▸ SOURCE MATERIAL:
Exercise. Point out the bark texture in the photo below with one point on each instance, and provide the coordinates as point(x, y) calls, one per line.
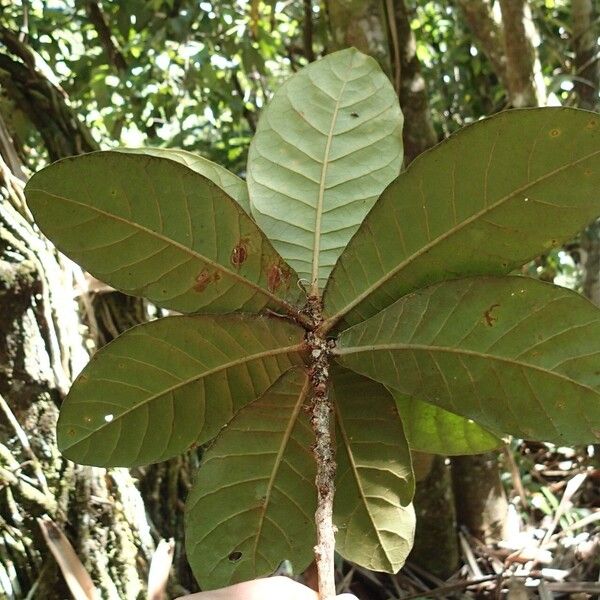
point(487, 31)
point(418, 133)
point(362, 24)
point(586, 29)
point(435, 548)
point(42, 347)
point(524, 82)
point(481, 504)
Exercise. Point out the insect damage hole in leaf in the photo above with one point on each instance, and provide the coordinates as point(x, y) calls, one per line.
point(408, 335)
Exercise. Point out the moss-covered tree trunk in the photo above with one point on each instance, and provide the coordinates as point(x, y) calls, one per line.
point(42, 346)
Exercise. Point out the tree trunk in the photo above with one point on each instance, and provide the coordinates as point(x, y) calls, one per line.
point(524, 81)
point(41, 349)
point(487, 31)
point(585, 45)
point(362, 24)
point(435, 548)
point(481, 504)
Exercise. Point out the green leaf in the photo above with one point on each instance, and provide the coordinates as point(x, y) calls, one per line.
point(485, 201)
point(326, 146)
point(164, 386)
point(252, 504)
point(375, 482)
point(432, 429)
point(151, 227)
point(231, 184)
point(514, 354)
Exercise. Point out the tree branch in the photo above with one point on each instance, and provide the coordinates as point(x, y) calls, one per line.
point(96, 17)
point(309, 52)
point(488, 32)
point(419, 133)
point(524, 88)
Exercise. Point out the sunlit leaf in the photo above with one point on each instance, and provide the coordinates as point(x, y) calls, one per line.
point(514, 354)
point(164, 386)
point(151, 227)
point(432, 429)
point(326, 146)
point(375, 482)
point(252, 504)
point(485, 201)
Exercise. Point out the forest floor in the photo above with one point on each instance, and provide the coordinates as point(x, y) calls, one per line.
point(551, 549)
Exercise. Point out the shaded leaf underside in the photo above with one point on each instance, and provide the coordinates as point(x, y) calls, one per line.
point(374, 481)
point(165, 385)
point(514, 354)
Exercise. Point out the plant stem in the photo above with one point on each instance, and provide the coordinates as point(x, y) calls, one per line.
point(324, 451)
point(325, 456)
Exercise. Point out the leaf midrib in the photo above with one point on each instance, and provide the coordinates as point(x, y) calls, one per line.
point(358, 481)
point(199, 376)
point(216, 265)
point(321, 196)
point(282, 448)
point(340, 351)
point(332, 321)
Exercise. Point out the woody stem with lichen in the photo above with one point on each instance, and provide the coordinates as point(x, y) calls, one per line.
point(321, 411)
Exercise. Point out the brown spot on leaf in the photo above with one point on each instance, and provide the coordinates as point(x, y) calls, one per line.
point(276, 277)
point(490, 319)
point(239, 254)
point(204, 279)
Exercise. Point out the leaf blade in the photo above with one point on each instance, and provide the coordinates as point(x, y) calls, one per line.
point(265, 454)
point(433, 430)
point(374, 482)
point(485, 201)
point(503, 351)
point(166, 385)
point(311, 177)
point(159, 230)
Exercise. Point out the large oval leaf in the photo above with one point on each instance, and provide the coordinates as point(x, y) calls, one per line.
point(374, 482)
point(163, 386)
point(252, 504)
point(514, 354)
point(233, 185)
point(485, 201)
point(326, 146)
point(151, 227)
point(434, 430)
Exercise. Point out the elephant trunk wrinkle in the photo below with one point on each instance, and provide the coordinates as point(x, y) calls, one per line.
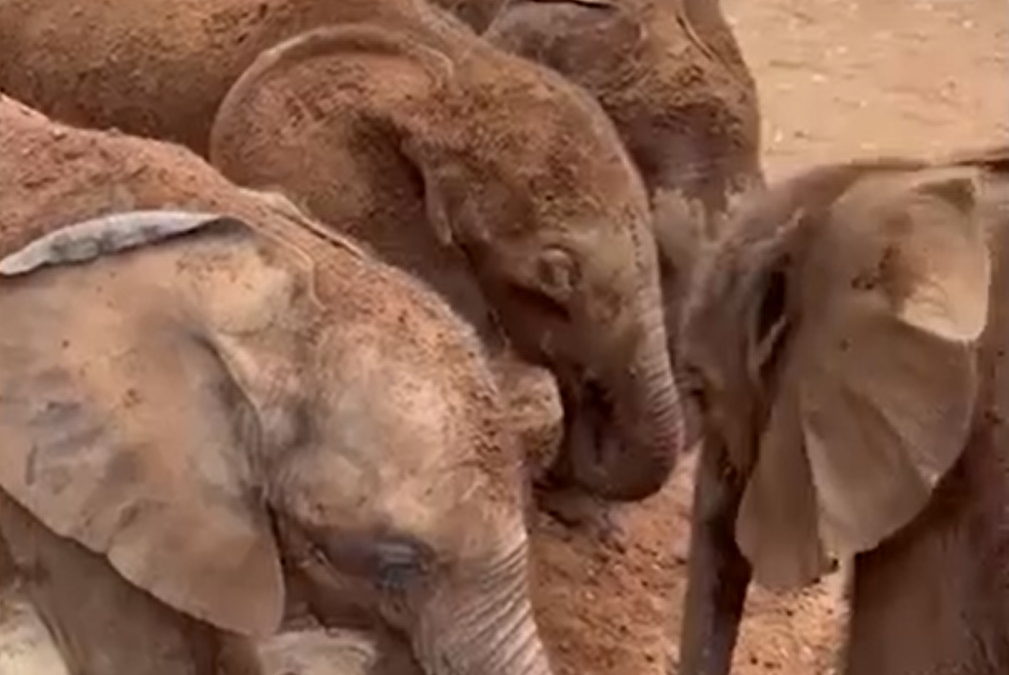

▸ TASK DESCRIPTION:
Quote the material word for word, from its first line through the line containing "point(408, 335)", with both of those lines included and the pictures left out.

▸ SOLVED EXERCISE:
Exercise. Point out the bark texture in the photo below with one point on each instance, and provide the coordinates as point(x, y) calls, one per line.
point(487, 31)
point(418, 133)
point(362, 24)
point(586, 29)
point(435, 548)
point(42, 347)
point(524, 82)
point(481, 504)
Exercise. Point out the insect damage hole in leaf in the photo above with one point on each instance, and provide the coordinates as point(x, y) calls, one per line.
point(408, 335)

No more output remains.